Exercise passage:

────────

How You Can Personally Do Your Part to Help Normalize Mental Illness
I saw a meme on Facebook that recently struck a chord with me. It said:
“Normalize Mental Illness.
Normalize Therapy.
Normalize Medication.”
One of my goals in talking about my mental health has always been to reduce and ultimately banish the stigma surrounding mental illness. We’ve come a long way in the last 15 years since I was diagnosed with major depression and further still since I was diagnosed with anxiety and panic disorder. But we still have a long way to go.
One thing I saw someone express recently is that we’re often OK when other body parts breaks down. Break a leg and everyone often rushes in to sign the cast. Have another type of condition and well-wishers will often send cards, stuffed animals and express prayers and good thoughts. But when it comes to mental illness, people often can’t get away fast enough.
Mental illness scares many people. I’m not sure if it’s because they’re afraid they’ll become tainted by association, because they don’t know what to say or something else entirely. But the fact remains, when you hit a low with depression, anxiety, bipolar disorder or any of a dozen other mental illnesses, suddenly there’s no one around.

────────

Supplied entries:
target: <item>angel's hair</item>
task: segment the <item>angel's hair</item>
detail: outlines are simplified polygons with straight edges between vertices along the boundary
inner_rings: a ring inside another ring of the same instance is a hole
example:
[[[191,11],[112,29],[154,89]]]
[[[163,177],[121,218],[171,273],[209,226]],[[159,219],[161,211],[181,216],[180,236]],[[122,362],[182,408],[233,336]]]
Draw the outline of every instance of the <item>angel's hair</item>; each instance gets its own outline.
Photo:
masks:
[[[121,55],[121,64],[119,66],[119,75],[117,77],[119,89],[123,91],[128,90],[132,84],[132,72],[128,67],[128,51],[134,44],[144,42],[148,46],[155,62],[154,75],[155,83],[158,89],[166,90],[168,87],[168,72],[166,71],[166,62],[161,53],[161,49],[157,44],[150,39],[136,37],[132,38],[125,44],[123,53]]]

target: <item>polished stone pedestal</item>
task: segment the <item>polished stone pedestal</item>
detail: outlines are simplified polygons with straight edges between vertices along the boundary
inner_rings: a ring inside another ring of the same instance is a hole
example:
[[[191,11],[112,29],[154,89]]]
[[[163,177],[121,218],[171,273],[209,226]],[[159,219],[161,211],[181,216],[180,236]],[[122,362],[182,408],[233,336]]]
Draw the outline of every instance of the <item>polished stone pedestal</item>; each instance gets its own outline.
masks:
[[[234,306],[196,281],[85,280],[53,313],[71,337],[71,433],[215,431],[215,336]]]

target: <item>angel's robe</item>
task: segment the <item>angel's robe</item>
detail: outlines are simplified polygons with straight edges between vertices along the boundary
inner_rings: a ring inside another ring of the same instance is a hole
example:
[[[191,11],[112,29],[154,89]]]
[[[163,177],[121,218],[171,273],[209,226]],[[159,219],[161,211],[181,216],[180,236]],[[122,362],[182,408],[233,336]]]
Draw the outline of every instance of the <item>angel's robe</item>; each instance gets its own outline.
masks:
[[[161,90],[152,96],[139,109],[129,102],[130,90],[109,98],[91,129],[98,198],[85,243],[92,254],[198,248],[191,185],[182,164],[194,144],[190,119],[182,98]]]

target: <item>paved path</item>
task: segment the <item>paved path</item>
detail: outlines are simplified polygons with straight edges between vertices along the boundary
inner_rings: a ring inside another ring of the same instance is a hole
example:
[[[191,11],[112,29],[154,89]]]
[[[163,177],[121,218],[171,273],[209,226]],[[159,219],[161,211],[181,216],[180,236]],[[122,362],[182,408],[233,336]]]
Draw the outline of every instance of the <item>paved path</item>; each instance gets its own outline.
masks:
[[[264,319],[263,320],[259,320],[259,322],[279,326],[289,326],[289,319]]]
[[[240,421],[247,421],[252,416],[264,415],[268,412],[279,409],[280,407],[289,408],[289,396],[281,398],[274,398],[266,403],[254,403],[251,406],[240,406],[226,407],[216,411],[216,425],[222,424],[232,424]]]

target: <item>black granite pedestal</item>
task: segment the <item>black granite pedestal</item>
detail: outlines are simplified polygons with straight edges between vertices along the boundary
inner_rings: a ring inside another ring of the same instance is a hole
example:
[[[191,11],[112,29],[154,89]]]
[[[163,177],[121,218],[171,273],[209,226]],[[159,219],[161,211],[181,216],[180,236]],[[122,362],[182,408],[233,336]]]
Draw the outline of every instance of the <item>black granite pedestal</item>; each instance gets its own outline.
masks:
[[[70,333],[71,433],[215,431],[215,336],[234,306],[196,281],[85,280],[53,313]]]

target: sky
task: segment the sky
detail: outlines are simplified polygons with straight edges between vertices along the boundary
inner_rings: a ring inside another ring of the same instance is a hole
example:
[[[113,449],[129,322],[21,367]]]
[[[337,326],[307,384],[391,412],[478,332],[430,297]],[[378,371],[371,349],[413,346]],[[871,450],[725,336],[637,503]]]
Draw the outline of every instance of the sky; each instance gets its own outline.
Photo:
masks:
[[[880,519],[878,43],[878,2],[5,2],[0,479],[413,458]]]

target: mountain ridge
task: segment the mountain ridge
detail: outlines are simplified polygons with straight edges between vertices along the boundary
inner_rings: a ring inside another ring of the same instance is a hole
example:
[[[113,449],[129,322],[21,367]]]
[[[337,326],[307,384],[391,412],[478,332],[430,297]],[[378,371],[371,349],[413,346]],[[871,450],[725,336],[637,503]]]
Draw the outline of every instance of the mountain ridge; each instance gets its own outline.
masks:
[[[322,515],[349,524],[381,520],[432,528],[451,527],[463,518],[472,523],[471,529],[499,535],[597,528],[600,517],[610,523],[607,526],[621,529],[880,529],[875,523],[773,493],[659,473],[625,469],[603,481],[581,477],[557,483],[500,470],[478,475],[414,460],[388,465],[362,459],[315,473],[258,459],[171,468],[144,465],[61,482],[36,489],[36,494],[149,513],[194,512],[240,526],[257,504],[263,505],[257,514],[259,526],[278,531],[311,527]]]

────────

Required actions:
1 – From the article on normalizing mental illness, copy the part that opens with the words containing "Mental illness scares" and closes with "no one around.".
2 – Does each statement agree with the article on normalizing mental illness? Answer yes or no for each, and quote the words from the article that decide it.
(a) The writer was diagnosed with major depression about 15 years ago.
(b) The writer saw the meme on Instagram.
(c) The writer is certain about why mental illness scares many people.

Exercise answers:
1 –
Mental illness scares many people. I’m not sure if it’s because they’re afraid they’ll become tainted by association, because they don’t know what to say or something else entirely. But the fact remains, when you hit a low with depression, anxiety, bipolar disorder or any of a dozen other mental illnesses, suddenly there’s no one around.

2 –
(a) Yes: "We’ve come a long way in the last 15 years since I was diagnosed with major depression"
(b) No: "I saw a meme on Facebook that recently struck a chord with me."
(c) No: "I’m not sure if it’s because they’re afraid they’ll become tainted by association, because they don’t know what to say or something else entirely."